* Work task 1 *
Reproduce a passage of the emodiversity tutorial word for word, beginning at the words "df1 <- data.frame(design,emotion)" and stopping after "library(reshape)".
* Work task 2 *
In the emodiversity tutorial, why does the code build id1 by subsetting df1? Answer in one to three sentences.

* Extract provided *
Diversity-type IIV (Emodiversity) Tutorial

Overview

This tutorial provides a guide for calculating diversity-type intraindividual variability (IIV) constructs, such as emodiversity using intensive longitudinal data (e.g. daily diary, ecological momentary assessment, experience sampling, etc). Examples of diversity-type IIV constructs include, but are not limited to, emodiversity, social diversity, activity diversity, and stressor diversity. Please see the corresponding paper “Fusing biodiversity metrics into investigations of daily life and healthy aging: Illustrations and recommendations with emodiversity” (Benson, Ram, Almeida, Zautra, & Ong, under review).

Outline

0. Data preparation
1. Select items
2. Select measurement scale (continuous or binary)
3. Aggregate data
4. Choose diversity metric (e.g. Gini coefficient, Shannon’s entropy, Simpson’s index) & calculate diversity scores
5. Plot emodiversity

---

Step 0: Data Preparation

For the purposes of this guide, we utilize a toy dataset including design variables (id and time) and 10 emotion variables:

• id (N = 150)
• time (T = 30)
• 5 positive valence emotions (enthusiastic, amused, proud, interested, calm)
• 5 negative3 valence emotions (sad, ashamed, guilty, hostile, nervous)

Generate id and time data:

id <- sort(rep(seq(1,150),30))
time <- rep(seq(1,30),150)

design <- data.frame(id,time)

Generate emotion data:

enthusiastic <- round(rnorm(4500,mean=2,sd=1),0)
amused <- round(rnorm(4500,mean=2,sd=1),0)
proud <- round(rnorm(4500,mean=-1,sd=1),0)
interested <- round(rnorm(4500,mean=2,sd=1),0)
calm <- round(rnorm(4500,mean=2,sd=1),0)
sad <- round(rnorm(4500,mean=2,sd=1),0)
ashamed <- round(rnorm(4500,mean=2,sd=1),0)
guilty <- round(rnorm(4500,mean=2,sd=1),0)
hostile <- round(rnorm(4500,mean=2,sd=1),0)
nervous <- round(rnorm(4500,mean=-1,sd=1),0)

emotion <- data.frame(enthusiastic, amused, proud, interested, calm, 
                      sad, ashamed, guilty, hostile, nervous)

emotion[emotion < 1 | emotion > 5] <- 1

Create data frame with the design and emotion items:

df1 <- data.frame(design,emotion)

Plot the time series for one participant:

# Subset to get data for just participant #1
    id1 <- df1[which(df1$id==1),]

# Reshape from long format to wide format
    #install.packages("reshape")
    library(reshape)

    # Melt datasets 
        id1_melt <- melt(id1,id=c("id","time"))
  
    # Rename variables
        names(id1_melt) <- c("id","Time","EmotionLabel","EmotionValue")

* Exercise data *
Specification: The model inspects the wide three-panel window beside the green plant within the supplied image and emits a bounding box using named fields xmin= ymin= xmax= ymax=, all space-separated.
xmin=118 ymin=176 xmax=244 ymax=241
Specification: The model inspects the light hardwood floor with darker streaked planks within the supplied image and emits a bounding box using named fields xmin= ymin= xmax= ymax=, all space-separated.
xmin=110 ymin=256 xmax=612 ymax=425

* Answer area 1 *
df1 <- data.frame(design,emotion)

Plot the time series for one participant:

# Subset to get data for just participant #1
    id1 <- df1[which(df1$id==1),]

# Reshape from long format to wide format
    #install.packages("reshape")
    library(reshape)

* Answer area 2 *
The code subsets df1 to the rows where id equals 1, which gives the data for participant #1 alone. The tutorial does this so it can plot the time series for one participant.